» STATED PROBLEM:
Convert the entries below into a two-column CSV with the header input,output, one row per entry. Put each entry's text and its answer in a single quoted field, with line breaks replaced by spaces.
--
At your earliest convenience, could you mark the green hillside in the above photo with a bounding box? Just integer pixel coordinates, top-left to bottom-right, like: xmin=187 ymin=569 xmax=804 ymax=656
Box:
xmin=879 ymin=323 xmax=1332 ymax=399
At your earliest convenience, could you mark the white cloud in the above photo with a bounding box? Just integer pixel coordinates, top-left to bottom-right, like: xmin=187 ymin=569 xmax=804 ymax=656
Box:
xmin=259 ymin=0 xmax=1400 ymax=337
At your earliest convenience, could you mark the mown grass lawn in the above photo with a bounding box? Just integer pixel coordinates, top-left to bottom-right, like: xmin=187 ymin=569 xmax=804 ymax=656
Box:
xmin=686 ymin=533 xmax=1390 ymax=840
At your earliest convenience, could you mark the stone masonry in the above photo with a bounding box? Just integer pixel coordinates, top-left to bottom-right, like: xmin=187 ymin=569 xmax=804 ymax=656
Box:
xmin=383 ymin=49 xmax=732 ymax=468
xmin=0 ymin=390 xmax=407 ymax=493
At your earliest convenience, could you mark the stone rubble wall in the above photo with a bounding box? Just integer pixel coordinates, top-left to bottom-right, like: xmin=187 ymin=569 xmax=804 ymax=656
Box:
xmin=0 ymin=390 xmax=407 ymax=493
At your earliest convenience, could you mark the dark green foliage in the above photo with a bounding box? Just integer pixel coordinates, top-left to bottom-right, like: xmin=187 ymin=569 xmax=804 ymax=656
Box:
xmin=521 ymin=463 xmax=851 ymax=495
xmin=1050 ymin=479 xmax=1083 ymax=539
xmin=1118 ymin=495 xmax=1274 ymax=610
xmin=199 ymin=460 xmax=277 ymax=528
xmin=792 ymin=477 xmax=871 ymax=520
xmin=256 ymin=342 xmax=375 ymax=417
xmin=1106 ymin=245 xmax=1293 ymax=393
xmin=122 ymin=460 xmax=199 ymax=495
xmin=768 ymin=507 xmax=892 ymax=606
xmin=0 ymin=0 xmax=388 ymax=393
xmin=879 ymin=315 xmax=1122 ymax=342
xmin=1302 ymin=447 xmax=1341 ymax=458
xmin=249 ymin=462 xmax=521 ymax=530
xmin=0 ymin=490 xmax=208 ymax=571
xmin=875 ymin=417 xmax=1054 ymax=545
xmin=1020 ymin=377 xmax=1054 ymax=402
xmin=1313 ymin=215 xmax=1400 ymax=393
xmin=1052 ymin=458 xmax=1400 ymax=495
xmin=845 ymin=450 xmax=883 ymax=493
--
» RESPONSE TO THIS EXERCISE:
input,output
"At your earliest convenience, could you mark the green hillside in the above photo with a bounding box? Just integer pixel coordinates, top-left to bottom-right, like: xmin=187 ymin=569 xmax=804 ymax=656 Box:","xmin=879 ymin=323 xmax=1332 ymax=399"
"At your earliest convenience, could you mark the white cloud in the above photo with a bounding box? Just integer pixel coordinates, top-left to bottom-right, like: xmin=187 ymin=569 xmax=804 ymax=656 Box:","xmin=259 ymin=0 xmax=1400 ymax=337"
"At your earliest convenience, could you mark the mown grass lawn in the above photo with a bounding box? Just integer pixel coordinates, top-left to bottom-right, like: xmin=187 ymin=569 xmax=804 ymax=656 Box:","xmin=686 ymin=533 xmax=1390 ymax=840"
"At your earliest convenience, could you mark the stone masonry in the above photo with a bounding box? Just integer pixel coordinates, top-left to bottom-right, like: xmin=187 ymin=569 xmax=804 ymax=656 Box:","xmin=383 ymin=49 xmax=732 ymax=468 xmin=0 ymin=390 xmax=407 ymax=493"
"At your earliest convenience, could you mark the stone rubble wall in the above photo with a bounding box? Just integer pixel coordinates, top-left to bottom-right, like: xmin=187 ymin=569 xmax=804 ymax=656 Box:","xmin=0 ymin=390 xmax=407 ymax=493"
"At your earliest convenience, could you mark the dark green foliage in the above photo with a bounding box? Just integer pixel coordinates, top-left to bottom-right, like: xmin=187 ymin=569 xmax=804 ymax=656 Box:","xmin=521 ymin=463 xmax=851 ymax=495 xmin=1050 ymin=479 xmax=1083 ymax=539 xmin=1118 ymin=495 xmax=1274 ymax=610 xmin=199 ymin=460 xmax=277 ymax=528 xmin=792 ymin=477 xmax=871 ymax=520 xmin=256 ymin=342 xmax=375 ymax=417 xmin=1106 ymin=245 xmax=1293 ymax=393 xmin=122 ymin=460 xmax=199 ymax=495 xmin=768 ymin=507 xmax=892 ymax=606 xmin=0 ymin=0 xmax=388 ymax=393 xmin=879 ymin=315 xmax=1122 ymax=342 xmin=1302 ymin=447 xmax=1341 ymax=458 xmin=249 ymin=462 xmax=521 ymax=530 xmin=0 ymin=490 xmax=208 ymax=571 xmin=875 ymin=417 xmax=1054 ymax=545 xmin=1020 ymin=377 xmax=1054 ymax=402 xmin=1313 ymin=215 xmax=1400 ymax=393 xmin=1052 ymin=458 xmax=1400 ymax=495 xmin=845 ymin=450 xmax=883 ymax=493"